__RECORDS FOR THE EXERCISE__
##############################

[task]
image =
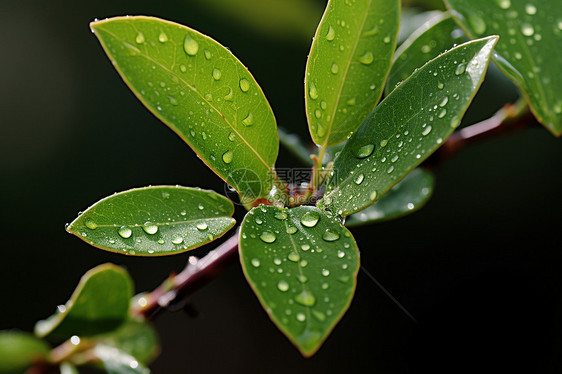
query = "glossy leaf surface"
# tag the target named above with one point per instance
(432, 38)
(348, 65)
(529, 50)
(155, 221)
(406, 127)
(99, 304)
(202, 92)
(135, 338)
(302, 265)
(408, 196)
(18, 351)
(118, 362)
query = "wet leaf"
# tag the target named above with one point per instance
(99, 304)
(302, 265)
(408, 196)
(434, 37)
(409, 125)
(155, 221)
(348, 65)
(18, 351)
(202, 92)
(529, 50)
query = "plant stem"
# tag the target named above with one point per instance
(177, 287)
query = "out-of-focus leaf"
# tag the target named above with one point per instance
(409, 125)
(155, 221)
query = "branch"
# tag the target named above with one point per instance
(176, 288)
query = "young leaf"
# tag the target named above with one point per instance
(92, 309)
(18, 351)
(406, 127)
(302, 265)
(117, 362)
(155, 221)
(202, 92)
(529, 50)
(408, 196)
(347, 66)
(432, 38)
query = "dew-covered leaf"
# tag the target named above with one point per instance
(529, 50)
(302, 265)
(432, 38)
(406, 127)
(19, 350)
(348, 65)
(135, 338)
(115, 361)
(202, 92)
(408, 196)
(99, 304)
(155, 221)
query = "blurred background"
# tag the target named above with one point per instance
(479, 267)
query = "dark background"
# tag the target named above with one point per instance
(478, 267)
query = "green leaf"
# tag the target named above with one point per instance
(99, 304)
(408, 196)
(19, 350)
(432, 38)
(347, 66)
(118, 362)
(202, 92)
(155, 221)
(302, 265)
(529, 50)
(406, 127)
(135, 338)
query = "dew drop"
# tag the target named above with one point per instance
(268, 237)
(305, 298)
(367, 58)
(244, 85)
(310, 219)
(227, 157)
(190, 46)
(125, 232)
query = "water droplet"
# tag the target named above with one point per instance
(367, 58)
(527, 29)
(531, 9)
(310, 219)
(359, 179)
(330, 236)
(140, 38)
(312, 91)
(150, 228)
(283, 286)
(216, 74)
(249, 120)
(268, 237)
(365, 151)
(461, 68)
(331, 34)
(244, 85)
(427, 130)
(125, 232)
(294, 256)
(162, 38)
(91, 224)
(305, 298)
(227, 157)
(190, 46)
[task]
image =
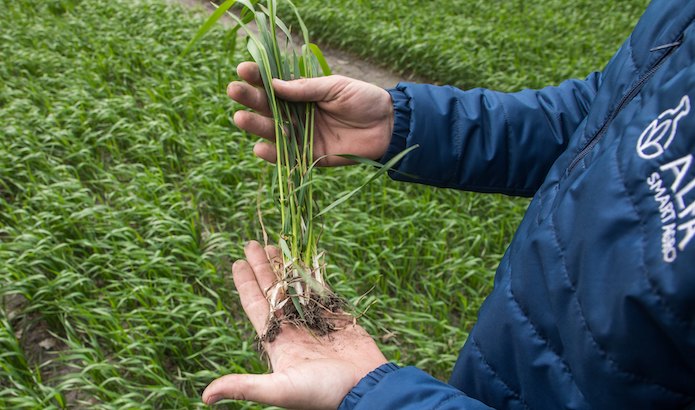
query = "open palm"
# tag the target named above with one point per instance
(309, 372)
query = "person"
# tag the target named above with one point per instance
(593, 303)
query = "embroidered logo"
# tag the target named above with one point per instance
(659, 134)
(672, 186)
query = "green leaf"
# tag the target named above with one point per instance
(316, 51)
(390, 164)
(208, 24)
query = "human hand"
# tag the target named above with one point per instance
(352, 116)
(309, 372)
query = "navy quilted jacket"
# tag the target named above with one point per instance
(594, 301)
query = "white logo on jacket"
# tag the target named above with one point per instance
(677, 200)
(658, 135)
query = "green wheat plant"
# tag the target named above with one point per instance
(301, 273)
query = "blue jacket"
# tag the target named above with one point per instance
(594, 301)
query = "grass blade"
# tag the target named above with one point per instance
(390, 164)
(209, 24)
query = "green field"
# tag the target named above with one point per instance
(506, 45)
(125, 193)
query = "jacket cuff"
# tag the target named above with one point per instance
(366, 384)
(401, 123)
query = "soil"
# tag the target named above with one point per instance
(319, 316)
(341, 62)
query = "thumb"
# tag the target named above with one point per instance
(310, 89)
(259, 388)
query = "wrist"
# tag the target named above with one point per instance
(366, 384)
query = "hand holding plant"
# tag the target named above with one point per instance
(352, 116)
(309, 372)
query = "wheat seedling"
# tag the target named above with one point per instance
(300, 292)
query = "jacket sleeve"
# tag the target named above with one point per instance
(408, 388)
(482, 140)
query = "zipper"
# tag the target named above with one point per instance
(625, 100)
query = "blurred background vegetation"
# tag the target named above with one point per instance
(126, 191)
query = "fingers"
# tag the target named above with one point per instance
(310, 89)
(255, 124)
(249, 72)
(265, 151)
(262, 267)
(265, 388)
(252, 279)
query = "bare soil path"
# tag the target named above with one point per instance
(341, 62)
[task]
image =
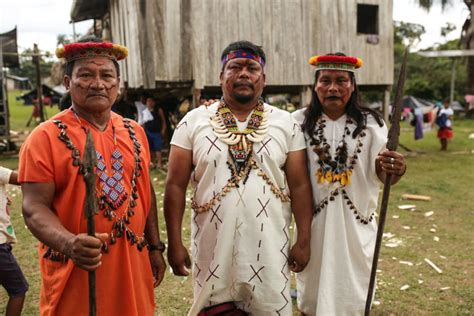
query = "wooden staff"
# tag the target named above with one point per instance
(392, 144)
(90, 207)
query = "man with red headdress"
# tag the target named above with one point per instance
(347, 162)
(52, 178)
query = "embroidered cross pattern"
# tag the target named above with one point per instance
(213, 144)
(264, 207)
(110, 186)
(214, 214)
(256, 273)
(213, 273)
(264, 146)
(241, 199)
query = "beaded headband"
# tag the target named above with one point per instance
(332, 62)
(76, 51)
(243, 54)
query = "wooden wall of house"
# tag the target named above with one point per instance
(182, 40)
(338, 32)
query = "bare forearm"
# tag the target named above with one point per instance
(46, 227)
(174, 205)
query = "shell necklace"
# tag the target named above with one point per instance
(240, 143)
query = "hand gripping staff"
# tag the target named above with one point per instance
(90, 206)
(392, 145)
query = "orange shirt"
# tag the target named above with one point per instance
(124, 281)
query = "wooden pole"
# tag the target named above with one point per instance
(392, 144)
(39, 87)
(90, 207)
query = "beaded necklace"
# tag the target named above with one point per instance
(110, 195)
(240, 142)
(225, 128)
(337, 169)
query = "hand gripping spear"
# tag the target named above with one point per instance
(392, 145)
(90, 209)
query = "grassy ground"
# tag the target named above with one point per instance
(446, 177)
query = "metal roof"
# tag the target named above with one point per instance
(82, 10)
(447, 53)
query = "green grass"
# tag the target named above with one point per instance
(446, 177)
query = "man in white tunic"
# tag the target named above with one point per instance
(347, 160)
(244, 158)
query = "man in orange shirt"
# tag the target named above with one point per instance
(54, 190)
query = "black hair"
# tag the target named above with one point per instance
(69, 66)
(353, 109)
(244, 45)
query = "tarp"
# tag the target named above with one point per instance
(48, 92)
(413, 103)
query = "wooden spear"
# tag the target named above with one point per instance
(90, 206)
(392, 144)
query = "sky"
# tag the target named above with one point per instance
(40, 21)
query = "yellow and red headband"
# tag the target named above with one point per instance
(334, 62)
(242, 53)
(76, 51)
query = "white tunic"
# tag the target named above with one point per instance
(336, 280)
(240, 246)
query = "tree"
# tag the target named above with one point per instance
(428, 78)
(467, 35)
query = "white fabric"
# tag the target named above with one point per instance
(146, 116)
(7, 234)
(140, 107)
(336, 280)
(449, 112)
(240, 247)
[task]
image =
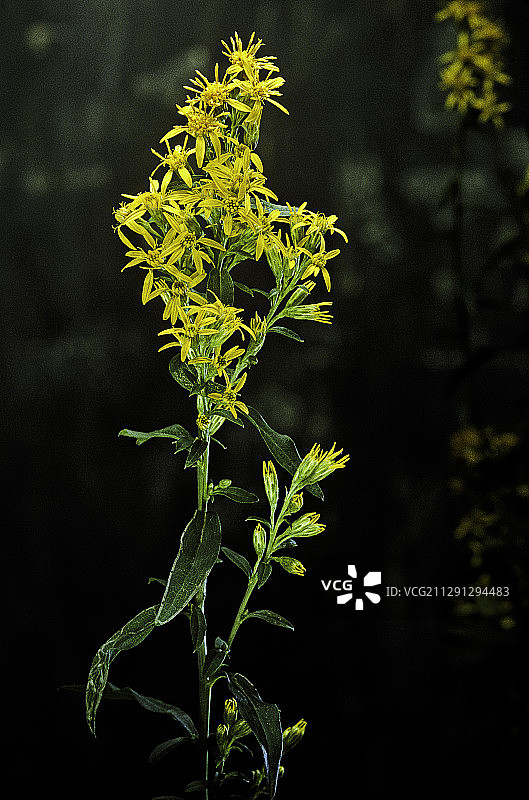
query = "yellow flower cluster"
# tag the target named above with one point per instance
(491, 499)
(208, 210)
(474, 69)
(473, 445)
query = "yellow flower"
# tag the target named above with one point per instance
(216, 93)
(262, 225)
(227, 320)
(293, 735)
(220, 360)
(317, 223)
(316, 465)
(460, 85)
(200, 124)
(309, 311)
(190, 240)
(259, 91)
(245, 59)
(233, 188)
(176, 294)
(176, 161)
(317, 262)
(189, 333)
(156, 200)
(228, 397)
(159, 256)
(489, 108)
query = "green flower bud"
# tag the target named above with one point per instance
(240, 729)
(230, 712)
(307, 525)
(223, 739)
(271, 484)
(293, 735)
(291, 565)
(295, 504)
(259, 539)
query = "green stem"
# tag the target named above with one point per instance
(252, 583)
(264, 557)
(204, 690)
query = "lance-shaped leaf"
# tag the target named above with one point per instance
(152, 704)
(281, 446)
(238, 560)
(265, 721)
(286, 332)
(271, 617)
(182, 373)
(236, 494)
(220, 283)
(199, 550)
(198, 625)
(128, 636)
(182, 438)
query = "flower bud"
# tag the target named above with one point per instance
(240, 729)
(259, 539)
(230, 712)
(291, 565)
(293, 735)
(271, 484)
(295, 504)
(307, 525)
(223, 739)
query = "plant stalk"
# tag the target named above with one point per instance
(204, 690)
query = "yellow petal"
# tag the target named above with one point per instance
(201, 150)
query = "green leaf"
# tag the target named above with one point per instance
(157, 580)
(165, 748)
(237, 495)
(265, 721)
(220, 412)
(235, 257)
(215, 658)
(199, 550)
(152, 704)
(243, 288)
(198, 626)
(220, 283)
(264, 572)
(196, 451)
(286, 332)
(263, 521)
(272, 618)
(182, 373)
(182, 438)
(238, 560)
(281, 446)
(130, 635)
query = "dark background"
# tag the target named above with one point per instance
(396, 697)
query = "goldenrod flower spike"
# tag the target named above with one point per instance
(317, 465)
(207, 210)
(475, 66)
(245, 59)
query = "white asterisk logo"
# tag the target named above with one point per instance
(370, 579)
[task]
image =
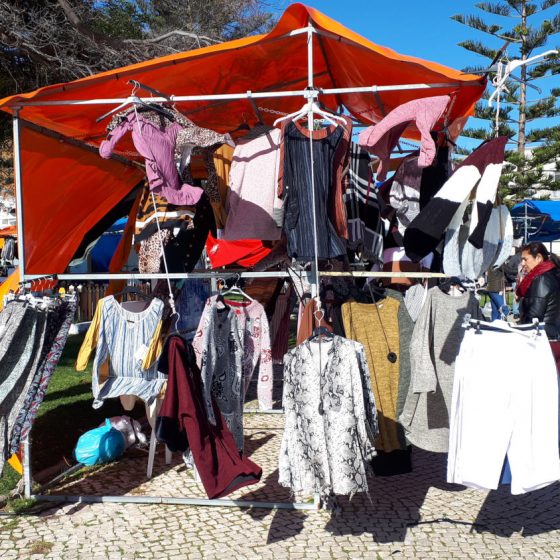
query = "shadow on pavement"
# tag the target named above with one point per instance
(535, 513)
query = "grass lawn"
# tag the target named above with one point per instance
(64, 415)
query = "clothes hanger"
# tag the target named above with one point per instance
(319, 331)
(312, 106)
(135, 100)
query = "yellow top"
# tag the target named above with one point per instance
(366, 325)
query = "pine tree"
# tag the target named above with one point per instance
(523, 175)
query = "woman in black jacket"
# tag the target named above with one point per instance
(539, 291)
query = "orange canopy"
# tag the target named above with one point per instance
(10, 231)
(79, 187)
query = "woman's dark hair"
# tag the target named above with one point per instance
(535, 248)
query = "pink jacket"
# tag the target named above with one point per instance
(157, 146)
(381, 138)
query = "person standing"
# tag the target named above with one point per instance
(539, 290)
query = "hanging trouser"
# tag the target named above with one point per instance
(505, 401)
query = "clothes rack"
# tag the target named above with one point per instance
(311, 95)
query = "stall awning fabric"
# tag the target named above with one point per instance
(543, 220)
(274, 62)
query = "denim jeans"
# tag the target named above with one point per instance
(497, 301)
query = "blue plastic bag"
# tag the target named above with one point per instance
(99, 445)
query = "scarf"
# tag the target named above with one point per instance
(541, 268)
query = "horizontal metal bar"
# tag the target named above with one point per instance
(399, 87)
(244, 95)
(230, 274)
(176, 501)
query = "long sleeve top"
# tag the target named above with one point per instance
(155, 143)
(435, 343)
(378, 331)
(126, 344)
(381, 138)
(254, 208)
(481, 169)
(183, 424)
(219, 354)
(330, 418)
(254, 334)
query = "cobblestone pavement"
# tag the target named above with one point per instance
(409, 516)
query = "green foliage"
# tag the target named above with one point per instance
(523, 172)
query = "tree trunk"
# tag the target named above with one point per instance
(523, 86)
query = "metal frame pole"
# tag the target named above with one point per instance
(19, 190)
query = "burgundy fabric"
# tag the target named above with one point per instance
(525, 284)
(244, 252)
(555, 345)
(183, 418)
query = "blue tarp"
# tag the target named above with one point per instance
(543, 220)
(105, 248)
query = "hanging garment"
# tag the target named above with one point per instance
(365, 226)
(209, 180)
(219, 355)
(435, 175)
(190, 305)
(183, 424)
(244, 252)
(58, 324)
(125, 343)
(503, 405)
(280, 324)
(184, 248)
(254, 209)
(222, 164)
(169, 216)
(381, 138)
(435, 343)
(154, 138)
(404, 195)
(19, 359)
(254, 336)
(151, 249)
(331, 418)
(296, 189)
(481, 169)
(378, 331)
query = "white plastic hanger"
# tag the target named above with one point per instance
(312, 107)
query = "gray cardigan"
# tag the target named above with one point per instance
(435, 343)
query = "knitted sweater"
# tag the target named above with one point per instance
(434, 346)
(255, 211)
(370, 327)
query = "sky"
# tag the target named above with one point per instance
(423, 28)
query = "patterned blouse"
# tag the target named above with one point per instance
(219, 354)
(254, 334)
(331, 418)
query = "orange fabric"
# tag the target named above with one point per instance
(10, 284)
(67, 190)
(265, 62)
(10, 231)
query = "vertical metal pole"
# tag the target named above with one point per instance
(525, 235)
(27, 467)
(315, 284)
(19, 191)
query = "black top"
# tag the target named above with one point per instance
(542, 302)
(298, 206)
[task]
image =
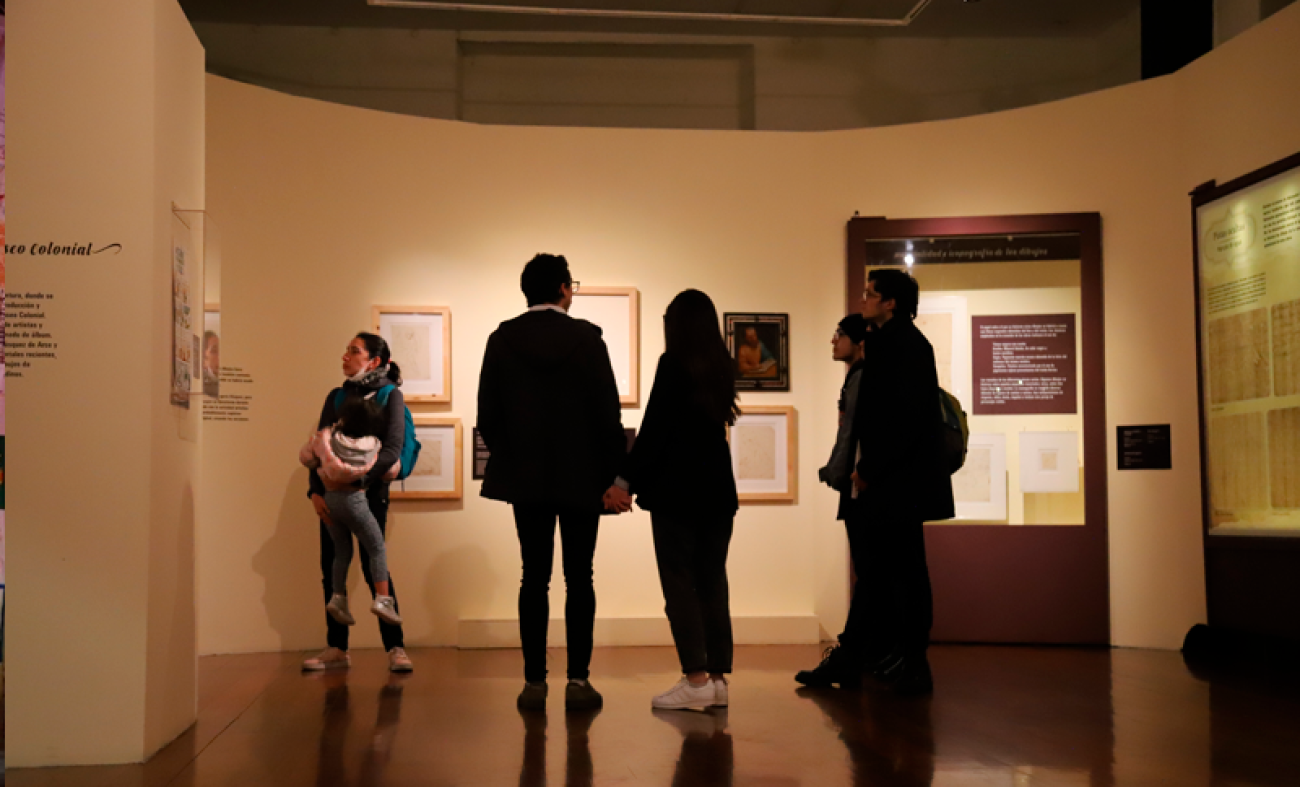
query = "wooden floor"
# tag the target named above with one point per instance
(1000, 717)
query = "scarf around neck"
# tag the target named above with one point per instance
(369, 379)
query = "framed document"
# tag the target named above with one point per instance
(437, 468)
(420, 340)
(1248, 319)
(763, 446)
(618, 312)
(979, 487)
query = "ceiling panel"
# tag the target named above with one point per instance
(941, 18)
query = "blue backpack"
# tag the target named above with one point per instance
(410, 445)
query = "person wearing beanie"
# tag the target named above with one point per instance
(846, 346)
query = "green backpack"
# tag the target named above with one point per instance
(956, 432)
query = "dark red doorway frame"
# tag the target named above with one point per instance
(1025, 583)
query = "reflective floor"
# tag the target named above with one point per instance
(1000, 717)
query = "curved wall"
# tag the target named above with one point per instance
(325, 210)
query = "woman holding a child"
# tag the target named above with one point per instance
(373, 406)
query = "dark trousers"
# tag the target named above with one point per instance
(863, 630)
(536, 528)
(895, 608)
(336, 634)
(692, 556)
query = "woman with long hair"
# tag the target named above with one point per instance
(368, 373)
(680, 471)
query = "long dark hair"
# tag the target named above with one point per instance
(693, 337)
(377, 347)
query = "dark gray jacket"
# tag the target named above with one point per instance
(549, 411)
(839, 470)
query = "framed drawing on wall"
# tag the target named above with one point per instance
(212, 350)
(420, 338)
(438, 467)
(759, 347)
(763, 448)
(618, 312)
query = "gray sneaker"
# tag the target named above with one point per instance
(580, 695)
(533, 697)
(386, 609)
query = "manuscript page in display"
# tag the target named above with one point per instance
(1248, 263)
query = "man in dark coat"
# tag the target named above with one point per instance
(902, 483)
(549, 413)
(846, 346)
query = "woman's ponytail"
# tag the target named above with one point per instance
(377, 347)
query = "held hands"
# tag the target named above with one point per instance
(321, 509)
(616, 500)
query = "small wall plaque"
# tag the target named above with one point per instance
(1144, 448)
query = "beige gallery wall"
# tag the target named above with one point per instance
(103, 470)
(328, 210)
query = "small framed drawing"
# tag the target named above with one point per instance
(979, 487)
(1049, 461)
(437, 470)
(763, 446)
(420, 338)
(212, 350)
(618, 312)
(759, 347)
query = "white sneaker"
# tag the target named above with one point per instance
(386, 609)
(329, 658)
(337, 609)
(719, 692)
(684, 695)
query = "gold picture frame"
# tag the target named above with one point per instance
(618, 312)
(440, 468)
(420, 338)
(765, 453)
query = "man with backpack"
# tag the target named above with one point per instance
(902, 480)
(549, 413)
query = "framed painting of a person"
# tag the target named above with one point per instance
(759, 346)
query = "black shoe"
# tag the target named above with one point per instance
(581, 696)
(533, 697)
(909, 677)
(837, 666)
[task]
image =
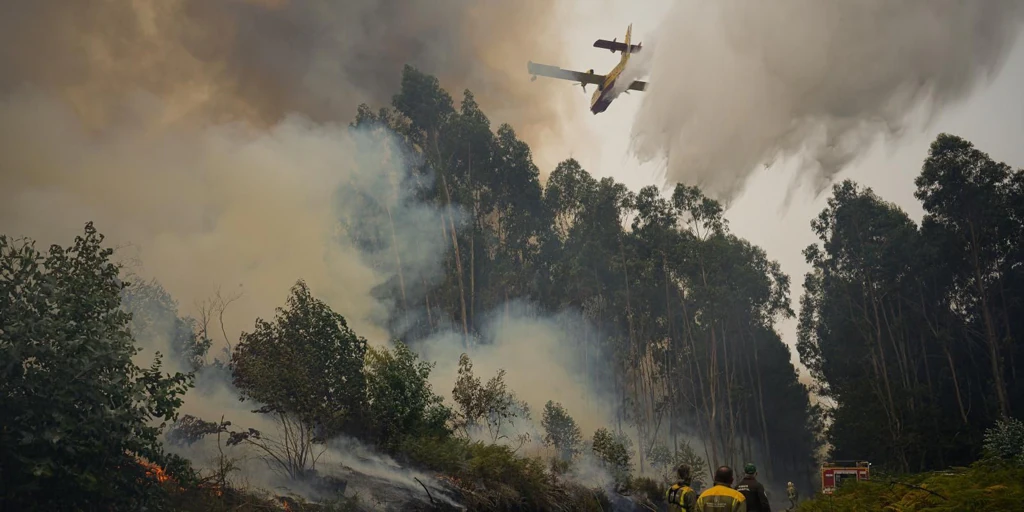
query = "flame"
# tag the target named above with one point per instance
(155, 471)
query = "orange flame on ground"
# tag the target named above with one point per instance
(155, 471)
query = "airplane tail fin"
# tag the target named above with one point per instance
(628, 50)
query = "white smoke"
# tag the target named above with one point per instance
(735, 85)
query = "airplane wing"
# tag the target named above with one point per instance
(572, 76)
(614, 46)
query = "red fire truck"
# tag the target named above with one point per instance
(834, 473)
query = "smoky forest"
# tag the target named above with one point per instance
(655, 327)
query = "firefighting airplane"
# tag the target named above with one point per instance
(605, 83)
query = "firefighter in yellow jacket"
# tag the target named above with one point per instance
(680, 496)
(721, 497)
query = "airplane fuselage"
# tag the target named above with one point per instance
(602, 96)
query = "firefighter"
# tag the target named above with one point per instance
(757, 501)
(791, 493)
(680, 496)
(721, 497)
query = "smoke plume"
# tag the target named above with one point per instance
(259, 60)
(209, 139)
(736, 85)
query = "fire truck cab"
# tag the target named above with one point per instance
(836, 472)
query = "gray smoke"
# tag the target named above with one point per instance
(258, 60)
(736, 85)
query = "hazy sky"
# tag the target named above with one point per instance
(992, 119)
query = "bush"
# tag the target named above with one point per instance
(400, 401)
(1006, 441)
(76, 413)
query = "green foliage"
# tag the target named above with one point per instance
(75, 410)
(400, 402)
(613, 451)
(307, 365)
(492, 403)
(155, 320)
(1006, 441)
(978, 487)
(561, 430)
(666, 462)
(913, 331)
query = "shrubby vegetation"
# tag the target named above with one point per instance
(912, 332)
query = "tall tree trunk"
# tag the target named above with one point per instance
(458, 263)
(397, 258)
(992, 339)
(472, 243)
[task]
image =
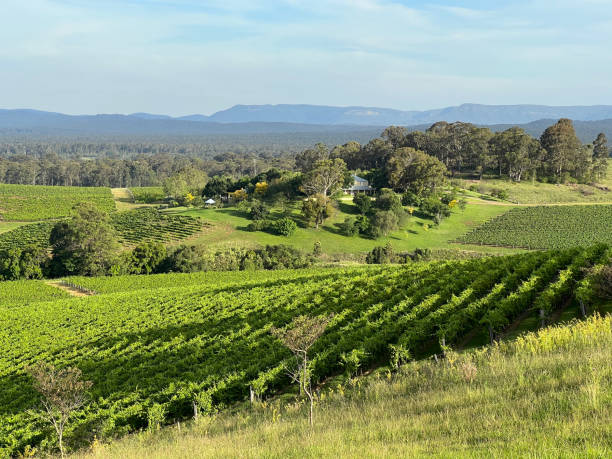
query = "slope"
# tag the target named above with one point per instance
(161, 349)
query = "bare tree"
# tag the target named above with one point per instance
(299, 337)
(63, 391)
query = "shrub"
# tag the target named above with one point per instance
(349, 227)
(259, 211)
(259, 225)
(499, 193)
(284, 227)
(363, 203)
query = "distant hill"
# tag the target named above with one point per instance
(298, 123)
(472, 113)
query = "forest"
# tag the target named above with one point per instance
(464, 148)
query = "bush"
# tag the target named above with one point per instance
(603, 282)
(147, 258)
(259, 225)
(259, 211)
(499, 193)
(284, 257)
(363, 203)
(284, 227)
(411, 199)
(381, 255)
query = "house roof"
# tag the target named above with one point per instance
(360, 188)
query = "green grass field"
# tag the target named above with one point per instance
(229, 230)
(547, 395)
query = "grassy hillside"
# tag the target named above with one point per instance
(160, 349)
(34, 203)
(229, 229)
(546, 395)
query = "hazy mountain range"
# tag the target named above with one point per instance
(363, 122)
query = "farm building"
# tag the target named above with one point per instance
(360, 185)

##############################

Find every line above that contains the string "sneaker" and copy each one in full. Matching is case-sensitive.

query = "gray sneaker"
query = "white sneaker"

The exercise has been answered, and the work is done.